Gather every line in the entries below that contains the word "green", treating uppercase and lowercase letters as different.

##### GIVEN RECORDS #####

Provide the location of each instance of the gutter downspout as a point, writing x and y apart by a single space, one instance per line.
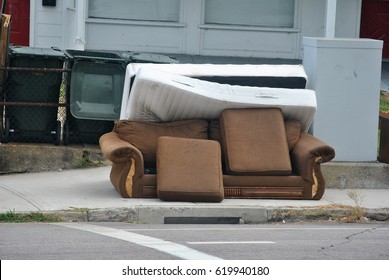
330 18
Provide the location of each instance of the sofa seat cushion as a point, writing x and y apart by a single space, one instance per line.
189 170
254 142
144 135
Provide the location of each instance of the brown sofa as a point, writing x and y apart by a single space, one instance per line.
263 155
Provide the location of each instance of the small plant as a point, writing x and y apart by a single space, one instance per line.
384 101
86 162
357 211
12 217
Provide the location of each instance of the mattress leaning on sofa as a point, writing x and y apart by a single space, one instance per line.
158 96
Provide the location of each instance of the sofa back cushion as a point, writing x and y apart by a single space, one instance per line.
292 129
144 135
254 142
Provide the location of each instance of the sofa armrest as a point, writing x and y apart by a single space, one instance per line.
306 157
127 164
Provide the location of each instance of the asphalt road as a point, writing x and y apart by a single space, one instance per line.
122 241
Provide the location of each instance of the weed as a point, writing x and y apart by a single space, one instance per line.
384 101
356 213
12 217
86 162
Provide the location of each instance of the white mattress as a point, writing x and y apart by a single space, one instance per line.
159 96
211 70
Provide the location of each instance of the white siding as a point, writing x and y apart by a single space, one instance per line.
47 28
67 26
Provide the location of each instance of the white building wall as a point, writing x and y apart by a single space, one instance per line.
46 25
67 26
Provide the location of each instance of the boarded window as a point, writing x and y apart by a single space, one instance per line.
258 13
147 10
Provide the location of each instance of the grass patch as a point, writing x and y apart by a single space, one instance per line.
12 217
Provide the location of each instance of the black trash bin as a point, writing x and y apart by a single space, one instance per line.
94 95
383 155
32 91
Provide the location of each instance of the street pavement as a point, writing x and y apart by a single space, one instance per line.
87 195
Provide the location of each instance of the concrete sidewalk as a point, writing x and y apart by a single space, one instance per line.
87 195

#####
##### GIVEN RECORDS #####

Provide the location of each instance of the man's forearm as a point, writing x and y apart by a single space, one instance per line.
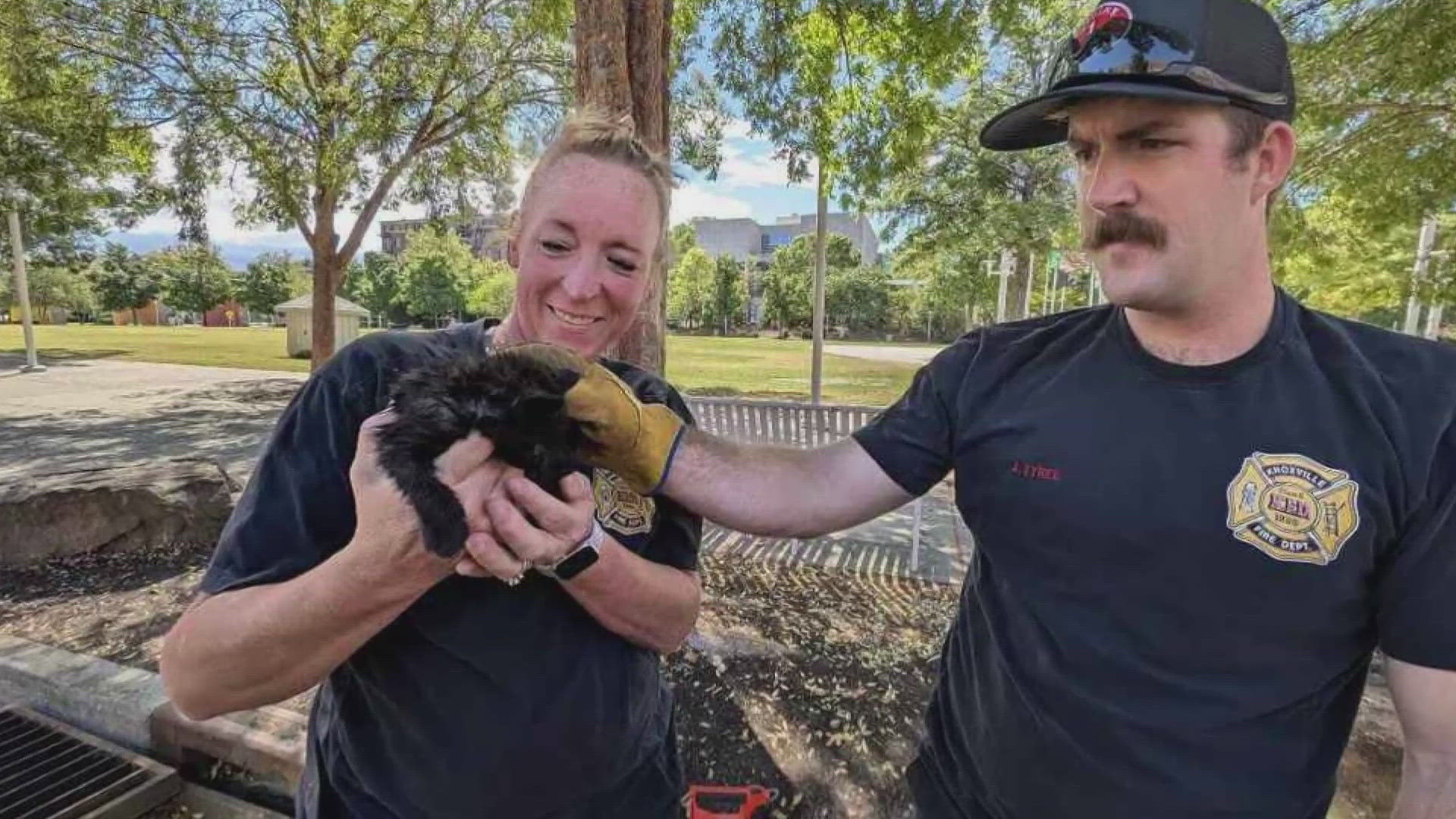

#####
##### GIVEN RECORDS #####

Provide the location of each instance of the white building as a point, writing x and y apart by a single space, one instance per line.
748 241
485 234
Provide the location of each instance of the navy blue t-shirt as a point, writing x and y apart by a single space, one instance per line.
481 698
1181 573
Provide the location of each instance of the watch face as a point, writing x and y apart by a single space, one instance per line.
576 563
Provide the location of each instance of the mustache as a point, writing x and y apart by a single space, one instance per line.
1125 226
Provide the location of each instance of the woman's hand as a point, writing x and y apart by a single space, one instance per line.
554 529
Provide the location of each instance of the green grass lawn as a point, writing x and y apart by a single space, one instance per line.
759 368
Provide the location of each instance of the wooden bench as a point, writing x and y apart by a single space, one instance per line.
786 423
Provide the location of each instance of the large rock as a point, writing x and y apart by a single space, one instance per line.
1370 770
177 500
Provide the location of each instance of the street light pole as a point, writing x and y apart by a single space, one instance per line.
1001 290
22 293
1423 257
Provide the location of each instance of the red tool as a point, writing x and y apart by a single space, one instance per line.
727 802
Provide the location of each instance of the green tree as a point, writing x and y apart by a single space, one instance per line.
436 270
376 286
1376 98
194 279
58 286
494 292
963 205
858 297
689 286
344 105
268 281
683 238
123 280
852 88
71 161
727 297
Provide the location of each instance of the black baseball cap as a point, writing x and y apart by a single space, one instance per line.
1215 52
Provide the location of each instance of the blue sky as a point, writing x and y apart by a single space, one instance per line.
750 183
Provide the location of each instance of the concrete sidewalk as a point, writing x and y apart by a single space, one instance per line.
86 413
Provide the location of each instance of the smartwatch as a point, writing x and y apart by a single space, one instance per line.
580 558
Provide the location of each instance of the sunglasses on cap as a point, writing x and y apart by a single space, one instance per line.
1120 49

#####

§ **ANSWER FOR THIS EXERCISE**
Provide the location of each instance of the green grass lawn as a point, writing x and y apart by a single space, one instance per line.
Provide the location of each instance of the green tree as a point, writing x and y apart by a single space, one instance per line.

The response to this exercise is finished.